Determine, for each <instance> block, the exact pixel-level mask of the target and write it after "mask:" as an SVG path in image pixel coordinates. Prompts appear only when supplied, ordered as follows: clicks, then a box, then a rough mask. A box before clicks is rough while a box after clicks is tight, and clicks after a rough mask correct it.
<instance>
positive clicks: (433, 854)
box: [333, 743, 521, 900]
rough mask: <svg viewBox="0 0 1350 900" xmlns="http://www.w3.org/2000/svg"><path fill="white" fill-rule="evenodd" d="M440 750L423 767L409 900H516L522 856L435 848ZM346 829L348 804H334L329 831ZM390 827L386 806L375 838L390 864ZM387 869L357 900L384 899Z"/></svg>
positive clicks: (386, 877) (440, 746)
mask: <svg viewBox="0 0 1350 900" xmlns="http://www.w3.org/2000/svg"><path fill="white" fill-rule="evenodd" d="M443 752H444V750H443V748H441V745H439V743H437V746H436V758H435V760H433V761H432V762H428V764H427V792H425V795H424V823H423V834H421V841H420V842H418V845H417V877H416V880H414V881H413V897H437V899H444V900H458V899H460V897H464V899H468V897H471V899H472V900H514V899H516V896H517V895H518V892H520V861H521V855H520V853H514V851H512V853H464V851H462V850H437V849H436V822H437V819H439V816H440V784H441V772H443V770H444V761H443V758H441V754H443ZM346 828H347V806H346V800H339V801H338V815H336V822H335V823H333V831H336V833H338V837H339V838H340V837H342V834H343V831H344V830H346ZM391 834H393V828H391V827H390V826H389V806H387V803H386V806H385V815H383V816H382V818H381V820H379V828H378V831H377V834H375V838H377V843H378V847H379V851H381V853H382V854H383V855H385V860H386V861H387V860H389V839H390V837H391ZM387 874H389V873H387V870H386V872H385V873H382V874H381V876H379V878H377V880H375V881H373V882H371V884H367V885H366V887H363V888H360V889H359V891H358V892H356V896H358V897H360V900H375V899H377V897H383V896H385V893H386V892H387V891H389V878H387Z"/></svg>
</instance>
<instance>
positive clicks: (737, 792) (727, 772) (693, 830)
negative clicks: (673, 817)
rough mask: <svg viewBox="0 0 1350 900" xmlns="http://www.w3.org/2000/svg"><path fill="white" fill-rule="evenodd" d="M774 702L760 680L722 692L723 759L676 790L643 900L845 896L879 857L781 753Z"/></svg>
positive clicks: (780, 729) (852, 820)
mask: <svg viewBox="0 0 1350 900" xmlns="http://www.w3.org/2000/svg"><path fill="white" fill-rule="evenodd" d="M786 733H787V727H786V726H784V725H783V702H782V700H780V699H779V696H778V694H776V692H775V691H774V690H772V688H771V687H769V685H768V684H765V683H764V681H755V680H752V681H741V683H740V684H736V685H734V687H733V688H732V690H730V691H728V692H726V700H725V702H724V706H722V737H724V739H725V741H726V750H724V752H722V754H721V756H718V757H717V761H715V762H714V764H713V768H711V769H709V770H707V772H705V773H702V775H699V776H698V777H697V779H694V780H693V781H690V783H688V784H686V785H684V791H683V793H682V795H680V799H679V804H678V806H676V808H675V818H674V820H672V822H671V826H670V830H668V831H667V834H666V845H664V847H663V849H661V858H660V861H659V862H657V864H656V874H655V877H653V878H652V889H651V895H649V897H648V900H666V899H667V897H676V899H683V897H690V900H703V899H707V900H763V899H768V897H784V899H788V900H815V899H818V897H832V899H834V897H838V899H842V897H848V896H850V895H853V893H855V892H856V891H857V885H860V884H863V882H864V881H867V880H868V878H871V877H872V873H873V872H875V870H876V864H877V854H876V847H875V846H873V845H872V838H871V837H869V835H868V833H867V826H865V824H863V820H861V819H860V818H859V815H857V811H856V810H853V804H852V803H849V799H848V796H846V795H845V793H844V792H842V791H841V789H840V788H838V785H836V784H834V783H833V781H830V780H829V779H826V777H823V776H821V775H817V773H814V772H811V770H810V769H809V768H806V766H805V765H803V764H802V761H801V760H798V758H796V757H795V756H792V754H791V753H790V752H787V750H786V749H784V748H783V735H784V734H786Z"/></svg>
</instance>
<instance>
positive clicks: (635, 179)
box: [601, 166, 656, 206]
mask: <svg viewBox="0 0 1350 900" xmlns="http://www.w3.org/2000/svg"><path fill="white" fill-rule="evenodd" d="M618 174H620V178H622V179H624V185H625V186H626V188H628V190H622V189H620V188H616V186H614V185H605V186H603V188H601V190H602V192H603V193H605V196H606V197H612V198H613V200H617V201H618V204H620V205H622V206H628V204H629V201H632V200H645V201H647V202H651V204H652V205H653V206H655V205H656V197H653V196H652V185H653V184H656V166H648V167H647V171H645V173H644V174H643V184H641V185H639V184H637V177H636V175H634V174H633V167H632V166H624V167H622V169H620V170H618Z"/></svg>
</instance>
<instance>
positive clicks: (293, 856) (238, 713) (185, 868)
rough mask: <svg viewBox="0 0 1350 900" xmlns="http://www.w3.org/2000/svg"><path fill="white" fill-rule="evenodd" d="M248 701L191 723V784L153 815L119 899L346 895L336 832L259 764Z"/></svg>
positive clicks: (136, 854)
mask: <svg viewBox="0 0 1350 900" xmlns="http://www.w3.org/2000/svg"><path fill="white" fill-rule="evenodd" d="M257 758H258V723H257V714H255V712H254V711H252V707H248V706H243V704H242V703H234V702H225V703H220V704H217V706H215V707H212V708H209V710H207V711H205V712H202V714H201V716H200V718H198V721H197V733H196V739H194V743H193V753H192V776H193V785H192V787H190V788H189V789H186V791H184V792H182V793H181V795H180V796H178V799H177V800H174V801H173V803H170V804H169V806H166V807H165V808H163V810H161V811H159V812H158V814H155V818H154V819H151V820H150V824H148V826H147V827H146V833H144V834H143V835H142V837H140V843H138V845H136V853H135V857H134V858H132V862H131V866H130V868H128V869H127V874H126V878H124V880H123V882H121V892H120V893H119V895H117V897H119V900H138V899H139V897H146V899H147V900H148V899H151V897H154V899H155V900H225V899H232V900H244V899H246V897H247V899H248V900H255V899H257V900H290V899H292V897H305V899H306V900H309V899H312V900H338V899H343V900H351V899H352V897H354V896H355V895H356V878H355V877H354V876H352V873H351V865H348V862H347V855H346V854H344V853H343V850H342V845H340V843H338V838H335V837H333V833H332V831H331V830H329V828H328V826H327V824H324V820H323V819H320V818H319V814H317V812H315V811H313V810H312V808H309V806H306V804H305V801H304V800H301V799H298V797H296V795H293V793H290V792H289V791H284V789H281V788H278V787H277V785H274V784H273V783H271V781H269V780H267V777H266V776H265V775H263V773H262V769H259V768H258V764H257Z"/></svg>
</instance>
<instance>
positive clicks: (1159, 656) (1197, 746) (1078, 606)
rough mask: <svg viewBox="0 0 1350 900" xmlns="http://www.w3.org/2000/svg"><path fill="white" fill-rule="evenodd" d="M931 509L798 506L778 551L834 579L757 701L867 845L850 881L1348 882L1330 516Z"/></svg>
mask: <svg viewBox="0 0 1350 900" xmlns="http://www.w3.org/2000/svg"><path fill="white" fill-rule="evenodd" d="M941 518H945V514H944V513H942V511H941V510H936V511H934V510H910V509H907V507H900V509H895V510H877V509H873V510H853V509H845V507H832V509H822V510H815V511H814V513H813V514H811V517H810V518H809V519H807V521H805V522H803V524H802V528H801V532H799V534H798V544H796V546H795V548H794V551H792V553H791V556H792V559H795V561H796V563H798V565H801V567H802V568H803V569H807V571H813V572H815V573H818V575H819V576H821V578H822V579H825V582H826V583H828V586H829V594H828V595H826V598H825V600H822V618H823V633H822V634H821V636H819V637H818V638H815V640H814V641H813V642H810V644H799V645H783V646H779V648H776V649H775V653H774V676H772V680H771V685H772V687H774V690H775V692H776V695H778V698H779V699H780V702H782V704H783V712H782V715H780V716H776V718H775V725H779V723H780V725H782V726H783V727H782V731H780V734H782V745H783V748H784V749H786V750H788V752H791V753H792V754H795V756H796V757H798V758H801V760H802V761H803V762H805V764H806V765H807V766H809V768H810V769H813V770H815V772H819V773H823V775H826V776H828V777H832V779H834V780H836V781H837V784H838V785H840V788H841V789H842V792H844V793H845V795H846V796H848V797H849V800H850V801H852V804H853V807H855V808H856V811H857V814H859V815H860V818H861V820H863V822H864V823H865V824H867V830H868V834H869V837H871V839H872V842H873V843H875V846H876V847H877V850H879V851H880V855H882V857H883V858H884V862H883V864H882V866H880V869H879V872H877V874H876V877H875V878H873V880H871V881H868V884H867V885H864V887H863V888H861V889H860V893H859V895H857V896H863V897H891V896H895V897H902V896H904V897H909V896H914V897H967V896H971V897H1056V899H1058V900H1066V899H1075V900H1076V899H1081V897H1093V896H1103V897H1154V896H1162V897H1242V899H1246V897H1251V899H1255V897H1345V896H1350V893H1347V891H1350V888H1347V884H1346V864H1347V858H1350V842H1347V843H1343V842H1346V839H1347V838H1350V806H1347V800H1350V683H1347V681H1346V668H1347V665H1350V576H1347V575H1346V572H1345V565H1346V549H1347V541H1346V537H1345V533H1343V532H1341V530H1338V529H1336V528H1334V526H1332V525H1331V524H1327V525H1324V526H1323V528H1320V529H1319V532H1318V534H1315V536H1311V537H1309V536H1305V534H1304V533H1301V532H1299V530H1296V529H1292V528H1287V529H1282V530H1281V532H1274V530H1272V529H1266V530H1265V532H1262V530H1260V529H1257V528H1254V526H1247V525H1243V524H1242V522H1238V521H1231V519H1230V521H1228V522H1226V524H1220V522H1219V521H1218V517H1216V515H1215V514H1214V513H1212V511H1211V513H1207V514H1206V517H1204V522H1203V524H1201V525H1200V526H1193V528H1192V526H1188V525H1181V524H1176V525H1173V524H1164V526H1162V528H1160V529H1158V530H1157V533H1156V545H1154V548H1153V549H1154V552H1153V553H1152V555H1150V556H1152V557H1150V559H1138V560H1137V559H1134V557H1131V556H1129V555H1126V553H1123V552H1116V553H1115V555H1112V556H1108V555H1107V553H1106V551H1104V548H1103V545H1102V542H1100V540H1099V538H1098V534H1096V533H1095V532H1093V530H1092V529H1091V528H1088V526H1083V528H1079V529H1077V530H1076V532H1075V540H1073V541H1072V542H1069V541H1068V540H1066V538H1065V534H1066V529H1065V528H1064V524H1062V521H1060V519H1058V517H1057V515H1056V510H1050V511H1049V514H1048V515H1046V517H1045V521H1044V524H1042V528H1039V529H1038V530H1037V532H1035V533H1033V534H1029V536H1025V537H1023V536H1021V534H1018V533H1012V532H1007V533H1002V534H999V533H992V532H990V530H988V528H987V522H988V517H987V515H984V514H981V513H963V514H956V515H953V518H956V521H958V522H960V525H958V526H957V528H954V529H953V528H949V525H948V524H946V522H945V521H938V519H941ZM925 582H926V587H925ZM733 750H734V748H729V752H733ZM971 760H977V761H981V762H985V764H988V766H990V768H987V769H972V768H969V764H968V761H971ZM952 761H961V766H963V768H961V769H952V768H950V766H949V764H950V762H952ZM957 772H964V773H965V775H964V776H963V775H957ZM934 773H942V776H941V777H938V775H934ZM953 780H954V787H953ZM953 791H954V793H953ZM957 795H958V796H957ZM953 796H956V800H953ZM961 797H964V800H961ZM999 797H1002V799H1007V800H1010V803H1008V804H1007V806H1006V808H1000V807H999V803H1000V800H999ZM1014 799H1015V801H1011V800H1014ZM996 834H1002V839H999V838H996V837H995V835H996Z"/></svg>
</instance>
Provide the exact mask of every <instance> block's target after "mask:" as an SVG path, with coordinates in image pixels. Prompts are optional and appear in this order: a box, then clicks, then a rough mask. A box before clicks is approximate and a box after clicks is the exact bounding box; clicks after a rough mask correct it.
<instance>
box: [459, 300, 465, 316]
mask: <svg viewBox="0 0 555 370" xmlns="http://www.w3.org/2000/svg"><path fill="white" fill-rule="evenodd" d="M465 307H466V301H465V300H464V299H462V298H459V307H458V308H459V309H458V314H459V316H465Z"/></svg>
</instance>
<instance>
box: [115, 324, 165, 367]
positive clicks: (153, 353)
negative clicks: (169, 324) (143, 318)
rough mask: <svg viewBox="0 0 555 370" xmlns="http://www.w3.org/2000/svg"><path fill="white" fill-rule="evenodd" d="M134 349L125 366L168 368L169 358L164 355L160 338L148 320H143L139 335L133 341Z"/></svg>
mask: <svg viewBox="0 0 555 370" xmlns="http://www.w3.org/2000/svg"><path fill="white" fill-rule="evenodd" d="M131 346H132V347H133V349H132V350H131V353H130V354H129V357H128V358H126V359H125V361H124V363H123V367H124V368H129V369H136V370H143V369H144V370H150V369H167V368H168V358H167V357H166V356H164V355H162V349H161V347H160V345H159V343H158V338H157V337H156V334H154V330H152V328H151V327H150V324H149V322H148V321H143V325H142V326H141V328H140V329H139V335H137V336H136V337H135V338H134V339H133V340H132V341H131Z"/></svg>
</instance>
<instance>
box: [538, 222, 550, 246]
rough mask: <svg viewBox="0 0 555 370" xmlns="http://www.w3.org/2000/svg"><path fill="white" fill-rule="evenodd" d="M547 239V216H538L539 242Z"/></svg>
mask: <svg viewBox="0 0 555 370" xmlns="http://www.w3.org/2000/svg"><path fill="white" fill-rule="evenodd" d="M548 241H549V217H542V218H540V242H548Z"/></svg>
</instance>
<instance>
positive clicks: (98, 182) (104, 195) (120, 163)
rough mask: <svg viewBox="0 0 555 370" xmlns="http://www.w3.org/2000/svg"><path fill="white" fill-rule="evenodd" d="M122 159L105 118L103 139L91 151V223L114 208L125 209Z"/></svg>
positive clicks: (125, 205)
- - - - -
For the records above, give the number of lines that include the string "then", with nothing added.

2